Exercise inputs —
+++

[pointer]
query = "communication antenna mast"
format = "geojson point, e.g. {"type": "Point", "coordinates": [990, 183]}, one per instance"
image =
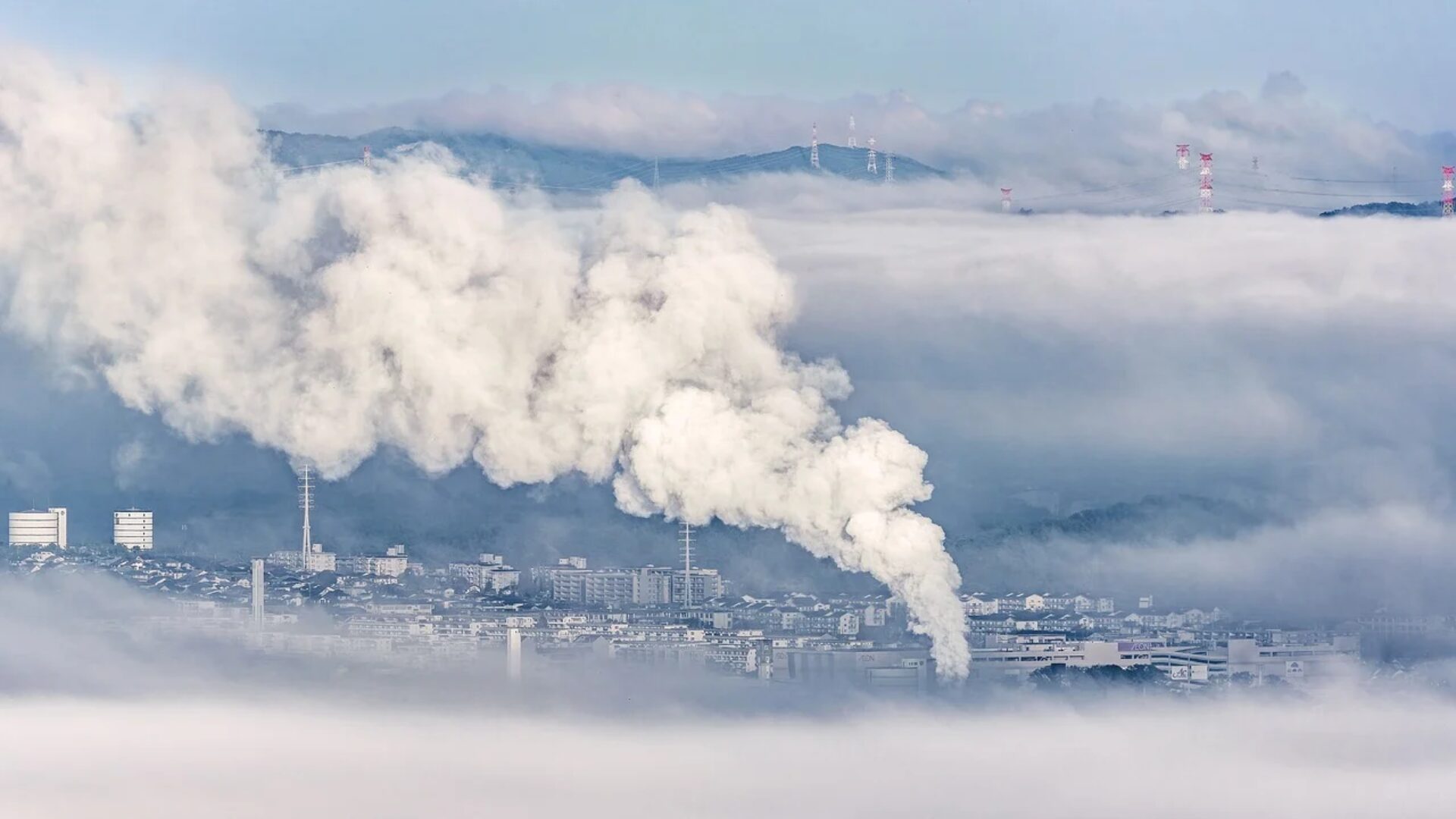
{"type": "Point", "coordinates": [1206, 183]}
{"type": "Point", "coordinates": [306, 504]}
{"type": "Point", "coordinates": [686, 534]}
{"type": "Point", "coordinates": [1446, 190]}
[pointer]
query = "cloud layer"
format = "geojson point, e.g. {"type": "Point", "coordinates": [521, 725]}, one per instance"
{"type": "Point", "coordinates": [1345, 757]}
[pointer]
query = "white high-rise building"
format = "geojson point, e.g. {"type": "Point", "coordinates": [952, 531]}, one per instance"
{"type": "Point", "coordinates": [36, 528]}
{"type": "Point", "coordinates": [131, 528]}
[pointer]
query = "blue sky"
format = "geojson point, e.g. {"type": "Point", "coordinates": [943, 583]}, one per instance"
{"type": "Point", "coordinates": [1382, 58]}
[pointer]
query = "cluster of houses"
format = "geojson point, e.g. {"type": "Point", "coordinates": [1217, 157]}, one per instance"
{"type": "Point", "coordinates": [1075, 613]}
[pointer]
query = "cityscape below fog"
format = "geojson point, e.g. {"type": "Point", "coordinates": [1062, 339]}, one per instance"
{"type": "Point", "coordinates": [391, 611]}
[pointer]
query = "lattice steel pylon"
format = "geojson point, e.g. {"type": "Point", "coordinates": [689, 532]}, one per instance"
{"type": "Point", "coordinates": [1448, 171]}
{"type": "Point", "coordinates": [1204, 183]}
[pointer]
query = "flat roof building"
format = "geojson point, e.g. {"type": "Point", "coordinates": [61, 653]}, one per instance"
{"type": "Point", "coordinates": [131, 528]}
{"type": "Point", "coordinates": [36, 528]}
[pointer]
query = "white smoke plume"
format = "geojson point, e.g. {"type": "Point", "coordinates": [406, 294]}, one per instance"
{"type": "Point", "coordinates": [332, 314]}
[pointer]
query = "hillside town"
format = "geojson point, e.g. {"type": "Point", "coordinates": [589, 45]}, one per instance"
{"type": "Point", "coordinates": [392, 610]}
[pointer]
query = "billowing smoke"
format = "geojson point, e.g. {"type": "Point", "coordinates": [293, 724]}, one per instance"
{"type": "Point", "coordinates": [332, 314]}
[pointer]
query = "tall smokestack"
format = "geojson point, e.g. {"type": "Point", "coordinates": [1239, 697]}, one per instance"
{"type": "Point", "coordinates": [258, 592]}
{"type": "Point", "coordinates": [513, 653]}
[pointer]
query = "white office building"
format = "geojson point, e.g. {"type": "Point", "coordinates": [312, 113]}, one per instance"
{"type": "Point", "coordinates": [131, 528]}
{"type": "Point", "coordinates": [36, 528]}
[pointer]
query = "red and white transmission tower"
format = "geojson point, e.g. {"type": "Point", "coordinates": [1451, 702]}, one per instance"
{"type": "Point", "coordinates": [1206, 183]}
{"type": "Point", "coordinates": [1448, 171]}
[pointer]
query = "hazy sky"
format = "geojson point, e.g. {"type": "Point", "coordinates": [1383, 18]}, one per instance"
{"type": "Point", "coordinates": [1379, 57]}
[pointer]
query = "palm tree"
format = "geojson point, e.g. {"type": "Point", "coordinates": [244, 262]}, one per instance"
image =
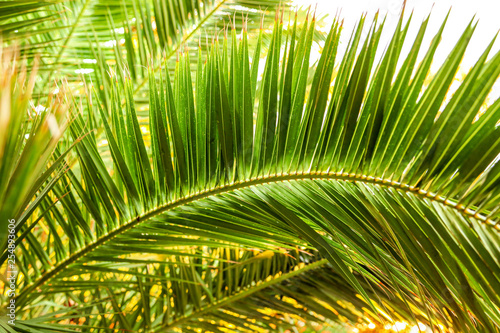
{"type": "Point", "coordinates": [184, 192]}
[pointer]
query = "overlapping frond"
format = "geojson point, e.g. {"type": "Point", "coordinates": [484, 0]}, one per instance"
{"type": "Point", "coordinates": [395, 187]}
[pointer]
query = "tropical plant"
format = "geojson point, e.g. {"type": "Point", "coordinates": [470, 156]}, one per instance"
{"type": "Point", "coordinates": [210, 199]}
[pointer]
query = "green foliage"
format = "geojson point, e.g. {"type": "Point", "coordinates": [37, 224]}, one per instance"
{"type": "Point", "coordinates": [246, 203]}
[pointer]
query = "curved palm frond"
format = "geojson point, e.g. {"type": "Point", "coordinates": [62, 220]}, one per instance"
{"type": "Point", "coordinates": [396, 187]}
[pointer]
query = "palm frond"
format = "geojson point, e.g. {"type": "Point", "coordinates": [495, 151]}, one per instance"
{"type": "Point", "coordinates": [396, 187]}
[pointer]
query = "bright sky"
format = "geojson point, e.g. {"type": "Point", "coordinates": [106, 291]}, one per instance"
{"type": "Point", "coordinates": [462, 11]}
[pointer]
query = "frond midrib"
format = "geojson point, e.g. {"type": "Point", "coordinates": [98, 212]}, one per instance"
{"type": "Point", "coordinates": [244, 293]}
{"type": "Point", "coordinates": [275, 178]}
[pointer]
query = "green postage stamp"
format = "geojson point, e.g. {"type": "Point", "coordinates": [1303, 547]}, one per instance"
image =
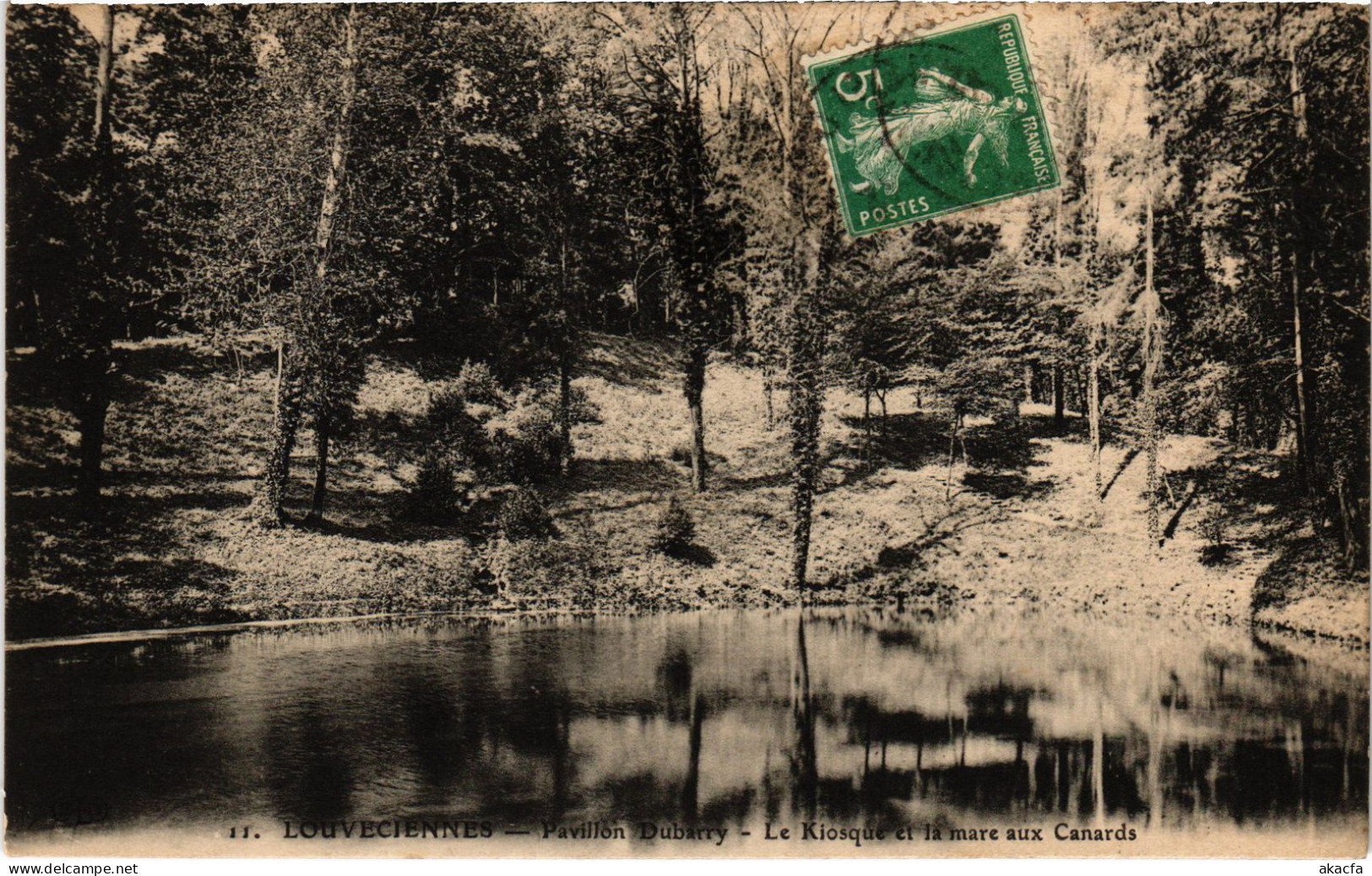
{"type": "Point", "coordinates": [932, 125]}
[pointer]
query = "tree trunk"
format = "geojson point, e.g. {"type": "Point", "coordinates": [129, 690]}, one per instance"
{"type": "Point", "coordinates": [564, 401]}
{"type": "Point", "coordinates": [269, 506]}
{"type": "Point", "coordinates": [94, 391]}
{"type": "Point", "coordinates": [1060, 397]}
{"type": "Point", "coordinates": [805, 402]}
{"type": "Point", "coordinates": [333, 200]}
{"type": "Point", "coordinates": [695, 386]}
{"type": "Point", "coordinates": [92, 412]}
{"type": "Point", "coordinates": [1093, 410]}
{"type": "Point", "coordinates": [323, 430]}
{"type": "Point", "coordinates": [1152, 350]}
{"type": "Point", "coordinates": [290, 388]}
{"type": "Point", "coordinates": [768, 380]}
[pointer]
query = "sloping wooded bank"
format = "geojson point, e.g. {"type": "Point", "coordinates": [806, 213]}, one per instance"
{"type": "Point", "coordinates": [1011, 522]}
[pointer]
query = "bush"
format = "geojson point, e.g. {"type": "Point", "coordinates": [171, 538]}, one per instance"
{"type": "Point", "coordinates": [522, 516]}
{"type": "Point", "coordinates": [432, 498]}
{"type": "Point", "coordinates": [476, 383]}
{"type": "Point", "coordinates": [675, 531]}
{"type": "Point", "coordinates": [1214, 528]}
{"type": "Point", "coordinates": [546, 573]}
{"type": "Point", "coordinates": [456, 430]}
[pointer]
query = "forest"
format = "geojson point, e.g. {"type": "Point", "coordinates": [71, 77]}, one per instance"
{"type": "Point", "coordinates": [322, 309]}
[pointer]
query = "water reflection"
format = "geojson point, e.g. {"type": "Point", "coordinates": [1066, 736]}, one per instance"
{"type": "Point", "coordinates": [728, 719]}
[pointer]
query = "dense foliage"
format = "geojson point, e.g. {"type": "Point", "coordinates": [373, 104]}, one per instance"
{"type": "Point", "coordinates": [482, 184]}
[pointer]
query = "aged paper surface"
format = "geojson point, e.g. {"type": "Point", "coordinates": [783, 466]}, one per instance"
{"type": "Point", "coordinates": [686, 430]}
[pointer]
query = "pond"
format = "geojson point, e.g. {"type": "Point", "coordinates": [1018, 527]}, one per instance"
{"type": "Point", "coordinates": [720, 720]}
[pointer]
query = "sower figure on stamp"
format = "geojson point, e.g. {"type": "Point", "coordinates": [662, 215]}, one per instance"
{"type": "Point", "coordinates": [943, 107]}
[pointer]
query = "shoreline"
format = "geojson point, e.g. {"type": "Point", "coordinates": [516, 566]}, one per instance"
{"type": "Point", "coordinates": [1013, 524]}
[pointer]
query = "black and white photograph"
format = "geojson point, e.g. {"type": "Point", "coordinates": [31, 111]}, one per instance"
{"type": "Point", "coordinates": [686, 430]}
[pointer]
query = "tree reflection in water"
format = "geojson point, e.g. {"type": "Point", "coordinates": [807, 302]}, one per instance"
{"type": "Point", "coordinates": [713, 719]}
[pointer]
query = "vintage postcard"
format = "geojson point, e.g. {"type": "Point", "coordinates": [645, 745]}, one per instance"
{"type": "Point", "coordinates": [724, 430]}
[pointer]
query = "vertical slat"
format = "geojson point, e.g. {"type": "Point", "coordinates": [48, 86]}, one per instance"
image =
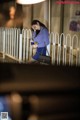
{"type": "Point", "coordinates": [20, 48]}
{"type": "Point", "coordinates": [3, 44]}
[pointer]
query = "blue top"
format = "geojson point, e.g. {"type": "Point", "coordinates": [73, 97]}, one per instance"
{"type": "Point", "coordinates": [42, 38]}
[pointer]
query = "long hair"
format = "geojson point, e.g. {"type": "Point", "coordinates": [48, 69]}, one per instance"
{"type": "Point", "coordinates": [34, 22]}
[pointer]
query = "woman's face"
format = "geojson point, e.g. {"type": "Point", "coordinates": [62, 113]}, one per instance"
{"type": "Point", "coordinates": [36, 27]}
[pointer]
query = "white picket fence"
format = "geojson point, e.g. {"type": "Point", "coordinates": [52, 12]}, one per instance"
{"type": "Point", "coordinates": [16, 45]}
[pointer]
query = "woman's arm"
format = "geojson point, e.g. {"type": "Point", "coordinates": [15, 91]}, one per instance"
{"type": "Point", "coordinates": [42, 36]}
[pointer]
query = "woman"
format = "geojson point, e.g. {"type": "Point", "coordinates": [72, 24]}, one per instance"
{"type": "Point", "coordinates": [40, 35]}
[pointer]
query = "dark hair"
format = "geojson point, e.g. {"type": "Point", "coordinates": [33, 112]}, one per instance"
{"type": "Point", "coordinates": [40, 23]}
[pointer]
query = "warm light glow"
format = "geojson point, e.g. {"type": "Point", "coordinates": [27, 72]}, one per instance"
{"type": "Point", "coordinates": [24, 2]}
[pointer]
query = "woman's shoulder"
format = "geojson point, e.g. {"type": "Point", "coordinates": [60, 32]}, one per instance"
{"type": "Point", "coordinates": [44, 29]}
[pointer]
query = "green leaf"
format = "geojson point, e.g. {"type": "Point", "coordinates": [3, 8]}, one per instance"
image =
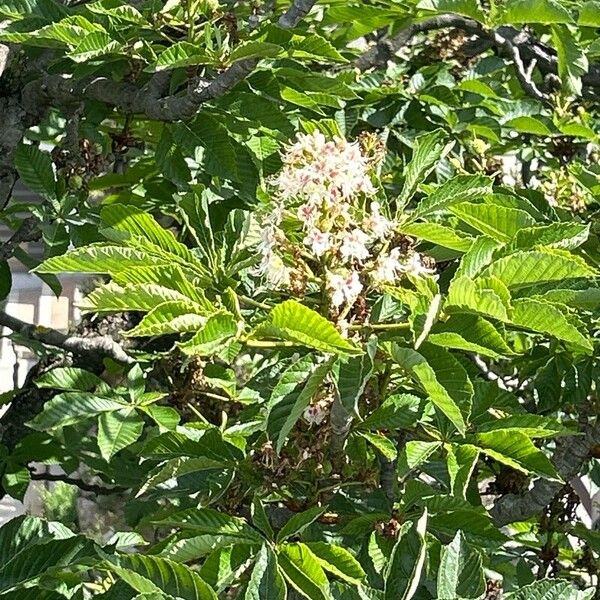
{"type": "Point", "coordinates": [524, 269]}
{"type": "Point", "coordinates": [487, 297]}
{"type": "Point", "coordinates": [572, 61]}
{"type": "Point", "coordinates": [499, 222]}
{"type": "Point", "coordinates": [406, 562]}
{"type": "Point", "coordinates": [416, 365]}
{"type": "Point", "coordinates": [299, 522]}
{"type": "Point", "coordinates": [515, 449]}
{"type": "Point", "coordinates": [260, 518]}
{"type": "Point", "coordinates": [201, 521]}
{"type": "Point", "coordinates": [284, 414]}
{"type": "Point", "coordinates": [35, 169]}
{"type": "Point", "coordinates": [353, 376]}
{"type": "Point", "coordinates": [175, 316]}
{"type": "Point", "coordinates": [170, 159]}
{"type": "Point", "coordinates": [568, 235]}
{"type": "Point", "coordinates": [93, 45]}
{"type": "Point", "coordinates": [589, 14]}
{"type": "Point", "coordinates": [458, 189]}
{"type": "Point", "coordinates": [72, 407]}
{"type": "Point", "coordinates": [468, 8]}
{"type": "Point", "coordinates": [381, 443]}
{"type": "Point", "coordinates": [470, 333]}
{"type": "Point", "coordinates": [438, 234]}
{"type": "Point", "coordinates": [480, 254]}
{"type": "Point", "coordinates": [427, 151]}
{"type": "Point", "coordinates": [528, 124]}
{"type": "Point", "coordinates": [114, 298]}
{"type": "Point", "coordinates": [133, 222]}
{"type": "Point", "coordinates": [71, 379]}
{"type": "Point", "coordinates": [537, 315]}
{"type": "Point", "coordinates": [266, 582]}
{"type": "Point", "coordinates": [460, 574]}
{"type": "Point", "coordinates": [551, 589]}
{"type": "Point", "coordinates": [117, 430]}
{"type": "Point", "coordinates": [535, 11]}
{"type": "Point", "coordinates": [110, 260]}
{"type": "Point", "coordinates": [338, 561]}
{"type": "Point", "coordinates": [461, 463]}
{"type": "Point", "coordinates": [313, 46]}
{"type": "Point", "coordinates": [182, 54]}
{"type": "Point", "coordinates": [415, 453]}
{"type": "Point", "coordinates": [394, 413]}
{"type": "Point", "coordinates": [217, 330]}
{"type": "Point", "coordinates": [151, 574]}
{"type": "Point", "coordinates": [5, 280]}
{"type": "Point", "coordinates": [32, 562]}
{"type": "Point", "coordinates": [304, 572]}
{"type": "Point", "coordinates": [294, 322]}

+++

Instructions to follow — Return each line of the listing above that contains the word "water".

Exercise output —
query = "water reflection"
query = "tree reflection in water"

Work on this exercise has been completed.